[Natural language region descriptions]
┏━━
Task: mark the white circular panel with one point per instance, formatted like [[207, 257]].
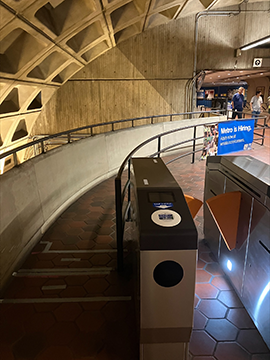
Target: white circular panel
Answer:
[[166, 218]]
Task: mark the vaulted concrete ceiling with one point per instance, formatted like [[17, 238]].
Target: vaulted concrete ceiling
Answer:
[[44, 43]]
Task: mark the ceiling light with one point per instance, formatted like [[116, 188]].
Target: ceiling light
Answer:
[[256, 43]]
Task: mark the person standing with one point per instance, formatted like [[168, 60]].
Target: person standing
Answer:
[[256, 105], [238, 104]]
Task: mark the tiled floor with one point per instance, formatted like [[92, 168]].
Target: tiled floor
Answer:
[[68, 303]]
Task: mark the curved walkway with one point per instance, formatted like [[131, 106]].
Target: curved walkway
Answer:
[[67, 302]]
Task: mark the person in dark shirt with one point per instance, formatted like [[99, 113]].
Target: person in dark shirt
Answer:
[[238, 104]]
┗━━
_Your assignment_: Search the records above for the word "Target" and give the number of lines where it occurs, nothing else.

_Task output_: 7